- Problem to work on -
Omit images. Retype all entries verbatim.

-- -- --

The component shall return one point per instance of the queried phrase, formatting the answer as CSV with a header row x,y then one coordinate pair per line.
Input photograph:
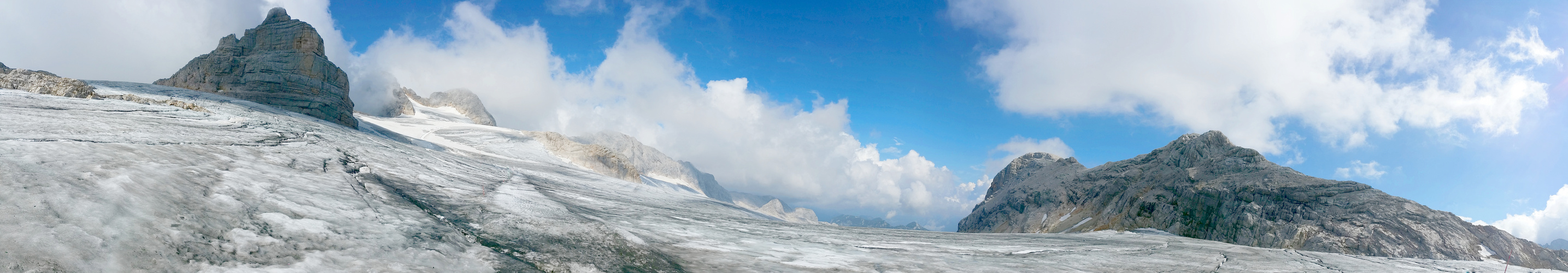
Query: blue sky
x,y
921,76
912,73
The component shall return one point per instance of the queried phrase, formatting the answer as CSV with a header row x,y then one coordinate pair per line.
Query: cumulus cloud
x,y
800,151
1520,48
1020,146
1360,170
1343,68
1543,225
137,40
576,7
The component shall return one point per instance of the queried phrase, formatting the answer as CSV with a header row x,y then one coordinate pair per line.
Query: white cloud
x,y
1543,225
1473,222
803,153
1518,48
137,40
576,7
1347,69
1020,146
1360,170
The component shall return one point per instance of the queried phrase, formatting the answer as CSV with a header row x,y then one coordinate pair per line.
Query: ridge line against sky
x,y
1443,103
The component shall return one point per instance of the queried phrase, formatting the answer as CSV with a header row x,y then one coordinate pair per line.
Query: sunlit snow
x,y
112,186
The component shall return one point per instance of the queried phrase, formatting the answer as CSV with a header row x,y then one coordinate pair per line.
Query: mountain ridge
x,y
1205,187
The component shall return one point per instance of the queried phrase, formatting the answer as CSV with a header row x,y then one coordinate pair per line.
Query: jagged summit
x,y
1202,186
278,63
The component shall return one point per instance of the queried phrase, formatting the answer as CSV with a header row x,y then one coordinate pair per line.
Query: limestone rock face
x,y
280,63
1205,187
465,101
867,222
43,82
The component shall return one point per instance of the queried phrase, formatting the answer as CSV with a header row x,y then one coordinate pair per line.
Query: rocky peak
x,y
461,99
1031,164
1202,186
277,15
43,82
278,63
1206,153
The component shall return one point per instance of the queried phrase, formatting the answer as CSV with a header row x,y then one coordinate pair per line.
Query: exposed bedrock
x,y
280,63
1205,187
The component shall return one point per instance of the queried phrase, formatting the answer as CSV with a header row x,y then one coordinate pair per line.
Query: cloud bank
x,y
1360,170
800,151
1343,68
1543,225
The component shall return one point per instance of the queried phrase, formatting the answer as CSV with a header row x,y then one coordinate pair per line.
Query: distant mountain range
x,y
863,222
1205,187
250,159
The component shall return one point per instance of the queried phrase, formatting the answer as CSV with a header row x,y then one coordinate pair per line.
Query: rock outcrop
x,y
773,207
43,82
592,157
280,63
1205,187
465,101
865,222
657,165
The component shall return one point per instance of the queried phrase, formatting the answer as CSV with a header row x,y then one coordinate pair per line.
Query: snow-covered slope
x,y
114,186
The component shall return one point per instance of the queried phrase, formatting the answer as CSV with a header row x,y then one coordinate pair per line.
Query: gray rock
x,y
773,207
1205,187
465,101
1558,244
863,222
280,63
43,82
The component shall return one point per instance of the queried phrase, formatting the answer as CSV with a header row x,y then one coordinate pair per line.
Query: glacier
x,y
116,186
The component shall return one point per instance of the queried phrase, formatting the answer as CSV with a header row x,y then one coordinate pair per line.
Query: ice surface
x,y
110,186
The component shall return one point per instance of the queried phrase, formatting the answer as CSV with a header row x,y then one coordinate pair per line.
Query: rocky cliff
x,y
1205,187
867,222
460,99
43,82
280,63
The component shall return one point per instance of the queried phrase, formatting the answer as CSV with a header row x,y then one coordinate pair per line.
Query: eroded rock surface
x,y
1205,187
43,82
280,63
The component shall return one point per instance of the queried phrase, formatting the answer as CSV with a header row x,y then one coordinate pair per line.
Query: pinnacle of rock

-- -- --

- Answer to this task -
The component shall return one point per instance of the queried phrase, formatting the answer as CSV with a header row x,y then one coordinate pair per line.
Input photograph:
Query: blue sky
x,y
921,76
912,73
The component shall return one point per instance of the queried phrase, formatting the answer as CSV with a header row x,y then one coordinate pair per line.
Query: cumulus cloud
x,y
800,151
1520,48
1020,146
1360,170
1343,68
1543,225
137,40
576,7
The component shall return one point per instance of the queried phrase, formatting the answer as CSV with a header row x,y then one coordinate pair per line.
Query: white cloud
x,y
1543,225
1473,222
803,153
1518,48
137,40
576,7
1347,69
1020,146
1360,170
The component shall return one point per instance of the queried phrase, formatting the answer as CSV with a header row x,y then one coordinate pair per line.
Query: ridge line against sky
x,y
1443,103
The component shall return one point per instance of the queried phrase, formatting the answer as CSV with a header row x,y then one coordinate pair per line.
Query: sunlit snow
x,y
112,186
The component shall return one point per instance of the queried phrase, formatting the answer as CSV with a header row x,y then one coordinate pair per line.
Query: mountain ridge
x,y
1205,187
The component shall return one point per instance of the queried phrase, formatting the answer as CSV with a header row x,y then one coordinate pair per line.
Query: jagged summit
x,y
1202,186
278,63
The component shall return one point per instance of the queried phrase, formatting the answer as CSV with a header row x,y then one coordinate pair per line.
Query: limestone rock face
x,y
280,63
1205,187
465,101
867,222
43,82
The component shall return one point per instance of the queried phrase, formatting the answer as CSV with a header row x,y then one coordinate pair per line.
Query: rocky peak
x,y
461,99
1031,164
1202,186
277,15
43,82
278,63
1206,153
The component shall return one point per instance of the queried phrase, formatting the answer as CSV with a header row x,y then one coordinate pair per line.
Query: exposed bedrock
x,y
280,63
1205,187
The component shall return one point per instance of the queried phrase, formatting the answer as CSV with a header row x,y then one coordinate pair per line.
Query: cloud bank
x,y
1360,170
800,151
1343,68
1543,225
The component shall return one point per instance of the queried phrase, formatting the answer as CSV with a header row x,y then one coordinate pair per line.
Query: distant mountain range
x,y
863,222
1205,187
250,159
The component shall return one point per instance of the queried phrase, formatting the answer as CSV with a header row x,y then one coordinate pair per line.
Query: rock outcrop
x,y
773,207
43,82
592,157
280,63
1205,187
465,101
865,222
657,165
The component shall return one point per instance of the queried phrase, formatting the answer as CSV with a header row x,y then one coordinate pair per line.
Query: snow-covered slope
x,y
114,186
The component shall return one point per instance of the queried phrase, formatting the answer as CSV with a header row x,y then one coordinate pair per line.
Query: gray rock
x,y
773,207
1205,187
465,101
1558,244
863,222
280,63
43,82
The component shall return one point per instance of the queried phrase, formatting the answer as CSV with a header row x,y then one coordinate pair per line.
Query: glacier
x,y
116,186
The component shall return one point per instance of the queried phrase, formatting the answer as CSV with a header row x,y then one coordinate pair per line.
Query: ice surface
x,y
110,186
The component shall return one point per instance of the queried phrase, formatting the answer as CSV with a header row x,y then one coordinate pair per line.
Query: rocky cliff
x,y
1205,187
867,222
460,99
43,82
280,63
The component shall return one point per instance of the queried phrase, formatting the answer as CSV with a header row x,y then one coordinate pair per line.
Query: eroded rock surface
x,y
1205,187
43,82
280,63
The component shall return one point per instance of the queried phrase, formatting the answer as CSV with a header row x,y then one coordinate pair per line.
Query: pinnacle of rock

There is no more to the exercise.